**Rows**
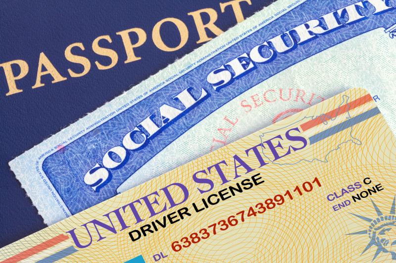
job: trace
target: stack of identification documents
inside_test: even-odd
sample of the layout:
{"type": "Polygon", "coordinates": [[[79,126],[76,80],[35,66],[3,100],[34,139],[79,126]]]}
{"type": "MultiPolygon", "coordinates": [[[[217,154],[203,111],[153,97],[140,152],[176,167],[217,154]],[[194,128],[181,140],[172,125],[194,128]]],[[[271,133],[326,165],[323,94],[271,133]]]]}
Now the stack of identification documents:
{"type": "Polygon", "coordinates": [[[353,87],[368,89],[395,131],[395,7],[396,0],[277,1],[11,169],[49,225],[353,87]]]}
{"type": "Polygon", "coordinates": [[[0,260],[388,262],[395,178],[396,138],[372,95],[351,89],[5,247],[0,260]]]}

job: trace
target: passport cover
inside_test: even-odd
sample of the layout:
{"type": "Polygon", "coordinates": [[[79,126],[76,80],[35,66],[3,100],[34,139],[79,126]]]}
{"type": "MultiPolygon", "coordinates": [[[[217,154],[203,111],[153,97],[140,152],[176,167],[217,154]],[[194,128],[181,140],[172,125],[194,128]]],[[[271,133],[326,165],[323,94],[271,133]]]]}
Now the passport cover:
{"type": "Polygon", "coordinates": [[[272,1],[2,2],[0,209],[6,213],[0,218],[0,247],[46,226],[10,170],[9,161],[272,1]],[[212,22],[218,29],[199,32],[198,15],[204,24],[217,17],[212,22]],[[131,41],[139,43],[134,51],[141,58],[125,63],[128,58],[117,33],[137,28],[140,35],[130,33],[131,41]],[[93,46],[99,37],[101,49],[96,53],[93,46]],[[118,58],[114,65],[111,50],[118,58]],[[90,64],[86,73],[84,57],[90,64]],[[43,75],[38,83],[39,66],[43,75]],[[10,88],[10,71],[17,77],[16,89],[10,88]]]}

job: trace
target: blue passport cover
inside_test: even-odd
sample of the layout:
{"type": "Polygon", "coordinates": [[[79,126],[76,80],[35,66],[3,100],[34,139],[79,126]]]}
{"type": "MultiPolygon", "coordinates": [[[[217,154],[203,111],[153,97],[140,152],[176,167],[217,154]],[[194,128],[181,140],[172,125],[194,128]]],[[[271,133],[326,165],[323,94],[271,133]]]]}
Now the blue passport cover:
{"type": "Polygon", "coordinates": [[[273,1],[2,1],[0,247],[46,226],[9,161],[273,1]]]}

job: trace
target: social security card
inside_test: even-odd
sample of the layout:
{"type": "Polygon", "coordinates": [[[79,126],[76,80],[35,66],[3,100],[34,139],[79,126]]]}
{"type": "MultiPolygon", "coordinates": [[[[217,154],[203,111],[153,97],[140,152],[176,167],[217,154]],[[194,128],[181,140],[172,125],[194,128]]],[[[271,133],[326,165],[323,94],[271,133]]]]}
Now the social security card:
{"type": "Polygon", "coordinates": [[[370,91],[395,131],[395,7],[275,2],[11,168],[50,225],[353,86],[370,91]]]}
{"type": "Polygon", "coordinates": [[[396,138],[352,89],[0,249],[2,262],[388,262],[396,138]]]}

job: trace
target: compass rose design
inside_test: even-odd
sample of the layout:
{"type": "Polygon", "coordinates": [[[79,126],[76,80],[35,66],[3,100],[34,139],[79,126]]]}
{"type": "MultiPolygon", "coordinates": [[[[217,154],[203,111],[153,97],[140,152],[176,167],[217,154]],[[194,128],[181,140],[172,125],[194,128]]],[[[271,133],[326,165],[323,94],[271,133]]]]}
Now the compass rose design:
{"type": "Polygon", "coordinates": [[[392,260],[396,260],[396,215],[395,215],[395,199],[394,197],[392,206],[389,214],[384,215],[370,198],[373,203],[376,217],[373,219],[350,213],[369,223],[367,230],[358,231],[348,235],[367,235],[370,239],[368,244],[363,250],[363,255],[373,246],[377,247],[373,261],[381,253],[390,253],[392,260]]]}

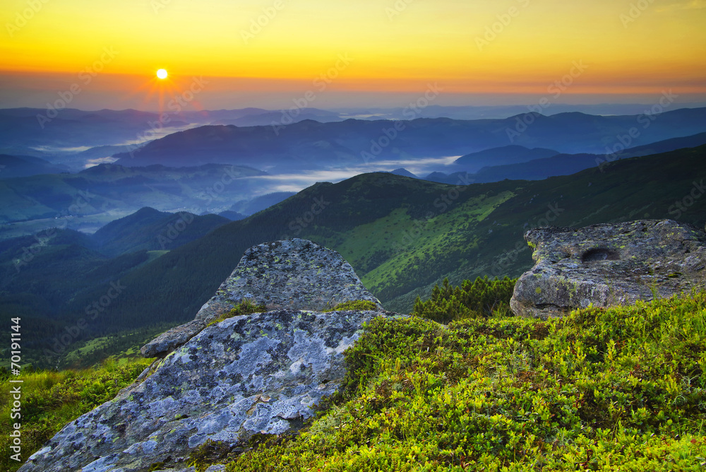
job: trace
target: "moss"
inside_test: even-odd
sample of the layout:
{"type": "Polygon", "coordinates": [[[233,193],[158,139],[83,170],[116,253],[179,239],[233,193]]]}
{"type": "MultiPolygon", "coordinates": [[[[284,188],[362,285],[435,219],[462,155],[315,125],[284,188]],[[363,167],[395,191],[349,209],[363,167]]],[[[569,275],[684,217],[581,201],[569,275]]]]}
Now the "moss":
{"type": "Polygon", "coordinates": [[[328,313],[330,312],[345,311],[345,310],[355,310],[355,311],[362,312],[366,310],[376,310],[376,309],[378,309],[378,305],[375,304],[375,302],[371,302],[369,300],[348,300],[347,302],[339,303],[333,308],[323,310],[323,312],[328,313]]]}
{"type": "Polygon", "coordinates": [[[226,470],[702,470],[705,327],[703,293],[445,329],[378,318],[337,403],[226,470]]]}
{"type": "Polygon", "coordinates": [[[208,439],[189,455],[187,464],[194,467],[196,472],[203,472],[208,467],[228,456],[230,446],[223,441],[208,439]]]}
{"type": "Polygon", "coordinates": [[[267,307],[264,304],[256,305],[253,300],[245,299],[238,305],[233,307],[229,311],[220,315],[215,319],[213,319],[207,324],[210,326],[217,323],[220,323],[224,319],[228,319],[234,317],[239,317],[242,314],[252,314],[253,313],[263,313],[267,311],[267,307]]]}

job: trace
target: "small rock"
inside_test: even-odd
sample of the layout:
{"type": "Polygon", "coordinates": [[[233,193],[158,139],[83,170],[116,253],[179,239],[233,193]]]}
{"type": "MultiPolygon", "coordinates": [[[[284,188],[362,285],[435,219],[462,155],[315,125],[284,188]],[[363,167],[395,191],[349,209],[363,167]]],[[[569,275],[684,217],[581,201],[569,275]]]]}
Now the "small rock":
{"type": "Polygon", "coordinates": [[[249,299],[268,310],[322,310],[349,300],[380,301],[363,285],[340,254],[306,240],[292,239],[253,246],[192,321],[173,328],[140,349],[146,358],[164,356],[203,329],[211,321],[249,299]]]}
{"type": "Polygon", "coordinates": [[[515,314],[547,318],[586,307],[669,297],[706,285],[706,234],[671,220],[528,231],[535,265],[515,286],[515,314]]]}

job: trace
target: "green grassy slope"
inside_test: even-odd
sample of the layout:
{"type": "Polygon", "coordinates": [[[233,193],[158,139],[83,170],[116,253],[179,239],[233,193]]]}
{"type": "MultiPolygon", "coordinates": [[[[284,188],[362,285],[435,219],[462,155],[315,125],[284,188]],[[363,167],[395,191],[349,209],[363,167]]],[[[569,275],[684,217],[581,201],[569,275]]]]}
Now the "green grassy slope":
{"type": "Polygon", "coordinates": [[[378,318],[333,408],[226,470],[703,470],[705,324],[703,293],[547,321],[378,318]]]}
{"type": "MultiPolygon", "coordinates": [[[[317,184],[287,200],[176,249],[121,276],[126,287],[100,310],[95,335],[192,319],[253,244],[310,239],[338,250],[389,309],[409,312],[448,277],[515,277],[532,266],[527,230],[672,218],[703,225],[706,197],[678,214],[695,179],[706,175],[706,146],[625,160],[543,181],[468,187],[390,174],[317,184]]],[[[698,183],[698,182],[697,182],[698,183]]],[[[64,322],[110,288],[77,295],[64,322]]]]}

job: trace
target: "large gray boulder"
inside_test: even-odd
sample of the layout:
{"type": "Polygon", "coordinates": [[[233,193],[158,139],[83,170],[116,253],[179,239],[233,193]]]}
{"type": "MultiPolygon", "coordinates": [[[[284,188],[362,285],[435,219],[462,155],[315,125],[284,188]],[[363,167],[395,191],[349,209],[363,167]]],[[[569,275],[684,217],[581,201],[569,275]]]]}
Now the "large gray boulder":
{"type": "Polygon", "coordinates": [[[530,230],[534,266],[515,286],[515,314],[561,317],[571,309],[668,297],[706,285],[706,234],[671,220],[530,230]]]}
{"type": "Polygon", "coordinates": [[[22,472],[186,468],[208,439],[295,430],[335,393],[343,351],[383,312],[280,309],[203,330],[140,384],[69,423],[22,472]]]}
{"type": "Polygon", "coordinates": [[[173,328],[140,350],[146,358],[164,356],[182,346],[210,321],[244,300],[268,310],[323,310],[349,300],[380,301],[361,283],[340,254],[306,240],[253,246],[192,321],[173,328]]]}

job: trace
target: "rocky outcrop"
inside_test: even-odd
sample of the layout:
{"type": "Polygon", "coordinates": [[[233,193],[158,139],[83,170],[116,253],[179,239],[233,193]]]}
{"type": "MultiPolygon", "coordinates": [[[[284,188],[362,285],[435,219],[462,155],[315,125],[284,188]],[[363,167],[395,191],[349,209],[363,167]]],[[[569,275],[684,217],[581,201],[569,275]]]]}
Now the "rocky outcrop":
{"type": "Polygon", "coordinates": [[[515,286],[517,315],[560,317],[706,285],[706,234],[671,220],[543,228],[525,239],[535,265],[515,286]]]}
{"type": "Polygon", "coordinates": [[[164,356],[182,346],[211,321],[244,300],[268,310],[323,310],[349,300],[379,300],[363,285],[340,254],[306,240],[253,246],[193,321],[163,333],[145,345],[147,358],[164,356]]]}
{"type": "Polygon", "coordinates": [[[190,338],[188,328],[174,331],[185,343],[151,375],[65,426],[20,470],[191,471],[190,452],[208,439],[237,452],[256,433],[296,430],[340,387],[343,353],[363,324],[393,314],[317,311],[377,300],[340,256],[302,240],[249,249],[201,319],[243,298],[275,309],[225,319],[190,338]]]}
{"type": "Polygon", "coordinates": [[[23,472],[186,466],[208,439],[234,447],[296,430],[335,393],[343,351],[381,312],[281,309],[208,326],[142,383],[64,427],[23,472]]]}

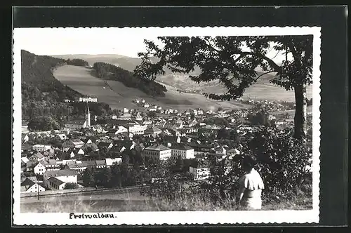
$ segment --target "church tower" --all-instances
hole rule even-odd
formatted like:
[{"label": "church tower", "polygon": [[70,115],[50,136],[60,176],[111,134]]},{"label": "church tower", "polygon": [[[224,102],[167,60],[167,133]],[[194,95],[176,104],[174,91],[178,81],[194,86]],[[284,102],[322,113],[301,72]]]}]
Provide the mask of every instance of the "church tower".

...

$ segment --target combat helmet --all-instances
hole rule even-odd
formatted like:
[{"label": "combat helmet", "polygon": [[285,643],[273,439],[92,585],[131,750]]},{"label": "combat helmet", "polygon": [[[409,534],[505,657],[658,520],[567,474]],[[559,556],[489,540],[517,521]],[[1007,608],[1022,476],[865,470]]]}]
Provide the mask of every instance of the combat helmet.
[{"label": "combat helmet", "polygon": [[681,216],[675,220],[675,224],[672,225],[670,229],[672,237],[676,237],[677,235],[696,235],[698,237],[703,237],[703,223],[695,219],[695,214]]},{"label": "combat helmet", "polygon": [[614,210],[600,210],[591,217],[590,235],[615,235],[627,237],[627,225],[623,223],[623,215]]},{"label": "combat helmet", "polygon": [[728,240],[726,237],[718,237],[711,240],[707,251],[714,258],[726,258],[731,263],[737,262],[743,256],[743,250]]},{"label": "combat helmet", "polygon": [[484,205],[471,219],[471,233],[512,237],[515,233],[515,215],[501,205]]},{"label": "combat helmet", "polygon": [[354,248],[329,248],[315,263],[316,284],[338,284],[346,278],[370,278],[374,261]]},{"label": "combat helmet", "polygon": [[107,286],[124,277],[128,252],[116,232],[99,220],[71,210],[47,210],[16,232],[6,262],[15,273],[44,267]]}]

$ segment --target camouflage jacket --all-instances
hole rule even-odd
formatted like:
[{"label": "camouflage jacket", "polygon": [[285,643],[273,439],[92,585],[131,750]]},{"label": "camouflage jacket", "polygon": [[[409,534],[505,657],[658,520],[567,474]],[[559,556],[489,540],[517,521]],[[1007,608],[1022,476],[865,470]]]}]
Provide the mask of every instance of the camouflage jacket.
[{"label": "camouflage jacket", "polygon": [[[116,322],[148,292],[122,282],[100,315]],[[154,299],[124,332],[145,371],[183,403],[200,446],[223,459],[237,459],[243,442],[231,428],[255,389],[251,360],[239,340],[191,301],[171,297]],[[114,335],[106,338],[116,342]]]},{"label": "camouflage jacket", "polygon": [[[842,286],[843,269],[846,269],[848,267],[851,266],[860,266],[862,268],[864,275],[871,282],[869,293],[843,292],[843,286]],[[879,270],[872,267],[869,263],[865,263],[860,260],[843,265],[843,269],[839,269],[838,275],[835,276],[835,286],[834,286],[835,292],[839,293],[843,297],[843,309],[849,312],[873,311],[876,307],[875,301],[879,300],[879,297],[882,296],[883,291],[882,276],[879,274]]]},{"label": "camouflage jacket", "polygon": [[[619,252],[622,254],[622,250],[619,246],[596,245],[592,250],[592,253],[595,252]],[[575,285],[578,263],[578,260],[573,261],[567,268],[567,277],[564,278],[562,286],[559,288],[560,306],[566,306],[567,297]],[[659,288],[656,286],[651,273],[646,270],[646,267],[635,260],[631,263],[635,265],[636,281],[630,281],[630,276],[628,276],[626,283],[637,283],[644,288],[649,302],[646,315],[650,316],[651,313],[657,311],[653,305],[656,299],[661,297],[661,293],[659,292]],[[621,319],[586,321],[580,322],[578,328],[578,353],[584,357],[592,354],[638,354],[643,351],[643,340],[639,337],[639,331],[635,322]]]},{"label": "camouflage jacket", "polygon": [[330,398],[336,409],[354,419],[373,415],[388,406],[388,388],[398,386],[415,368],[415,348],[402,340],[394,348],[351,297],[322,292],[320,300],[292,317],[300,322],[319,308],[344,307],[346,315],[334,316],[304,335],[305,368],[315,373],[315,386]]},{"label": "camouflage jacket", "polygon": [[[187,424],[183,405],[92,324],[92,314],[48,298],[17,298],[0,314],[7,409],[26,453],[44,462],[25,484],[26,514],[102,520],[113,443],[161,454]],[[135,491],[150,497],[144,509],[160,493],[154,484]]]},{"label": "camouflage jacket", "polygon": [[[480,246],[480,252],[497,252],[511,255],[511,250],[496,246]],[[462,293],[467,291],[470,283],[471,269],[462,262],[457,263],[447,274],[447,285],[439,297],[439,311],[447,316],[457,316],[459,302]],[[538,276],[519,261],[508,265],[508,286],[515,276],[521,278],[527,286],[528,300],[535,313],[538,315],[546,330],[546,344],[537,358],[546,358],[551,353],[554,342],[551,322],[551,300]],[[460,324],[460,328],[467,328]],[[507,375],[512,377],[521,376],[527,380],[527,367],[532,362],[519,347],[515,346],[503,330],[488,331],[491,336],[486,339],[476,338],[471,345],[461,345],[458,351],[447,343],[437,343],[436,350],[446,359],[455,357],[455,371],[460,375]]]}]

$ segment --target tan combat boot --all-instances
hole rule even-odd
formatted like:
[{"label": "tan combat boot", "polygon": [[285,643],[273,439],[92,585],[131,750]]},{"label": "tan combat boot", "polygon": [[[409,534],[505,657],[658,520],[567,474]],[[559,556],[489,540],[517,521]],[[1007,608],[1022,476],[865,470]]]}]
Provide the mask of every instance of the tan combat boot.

* * *

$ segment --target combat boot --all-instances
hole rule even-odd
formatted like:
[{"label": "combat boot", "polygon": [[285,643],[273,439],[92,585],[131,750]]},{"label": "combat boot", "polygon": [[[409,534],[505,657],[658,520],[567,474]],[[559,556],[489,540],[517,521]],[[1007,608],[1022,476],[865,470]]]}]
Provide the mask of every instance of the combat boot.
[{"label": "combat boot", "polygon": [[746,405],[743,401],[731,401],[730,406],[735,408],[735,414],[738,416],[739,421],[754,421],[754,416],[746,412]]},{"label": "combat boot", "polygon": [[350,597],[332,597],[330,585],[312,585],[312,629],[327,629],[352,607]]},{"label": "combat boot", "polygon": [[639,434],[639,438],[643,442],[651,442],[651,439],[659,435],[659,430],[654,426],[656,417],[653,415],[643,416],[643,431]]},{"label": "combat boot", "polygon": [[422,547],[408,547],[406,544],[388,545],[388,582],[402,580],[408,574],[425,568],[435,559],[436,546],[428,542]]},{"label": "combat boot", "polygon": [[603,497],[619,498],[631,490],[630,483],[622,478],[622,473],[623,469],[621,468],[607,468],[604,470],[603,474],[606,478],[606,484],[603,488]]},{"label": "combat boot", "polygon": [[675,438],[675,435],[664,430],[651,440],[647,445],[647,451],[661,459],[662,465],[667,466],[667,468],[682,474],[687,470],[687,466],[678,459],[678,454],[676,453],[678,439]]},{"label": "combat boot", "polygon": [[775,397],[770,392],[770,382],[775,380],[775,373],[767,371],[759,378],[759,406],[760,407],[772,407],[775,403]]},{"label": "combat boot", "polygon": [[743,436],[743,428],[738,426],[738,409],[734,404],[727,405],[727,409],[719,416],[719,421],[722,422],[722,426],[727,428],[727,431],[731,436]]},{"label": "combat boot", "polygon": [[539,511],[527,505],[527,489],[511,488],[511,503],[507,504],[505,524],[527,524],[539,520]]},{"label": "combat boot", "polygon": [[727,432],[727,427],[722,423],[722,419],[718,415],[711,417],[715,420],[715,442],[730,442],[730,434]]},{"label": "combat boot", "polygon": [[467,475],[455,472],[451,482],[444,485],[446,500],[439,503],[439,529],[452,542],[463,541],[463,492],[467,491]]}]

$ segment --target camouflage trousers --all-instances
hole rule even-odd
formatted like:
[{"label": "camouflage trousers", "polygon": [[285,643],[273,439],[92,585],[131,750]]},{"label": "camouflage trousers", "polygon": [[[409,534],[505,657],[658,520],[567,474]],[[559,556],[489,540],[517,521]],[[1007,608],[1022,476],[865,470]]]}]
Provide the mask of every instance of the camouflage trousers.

**What is required**
Transcribe the lines of the data above word for word, from the line containing "combat helmet --all-instances" through the line containing "Provide the mask of every instance of the combat helmet.", including both of those lines.

**Correct result**
$ segment --target combat helmet --all-instances
hole rule even-odd
formatted like:
[{"label": "combat helmet", "polygon": [[285,643],[273,439],[92,585],[131,750]]},{"label": "combat helmet", "polygon": [[[409,534],[505,657],[658,520],[567,474]],[[559,556],[489,540],[517,521]],[[1007,608],[1022,476],[865,470]]]}]
Provide the mask of every instance of the combat helmet.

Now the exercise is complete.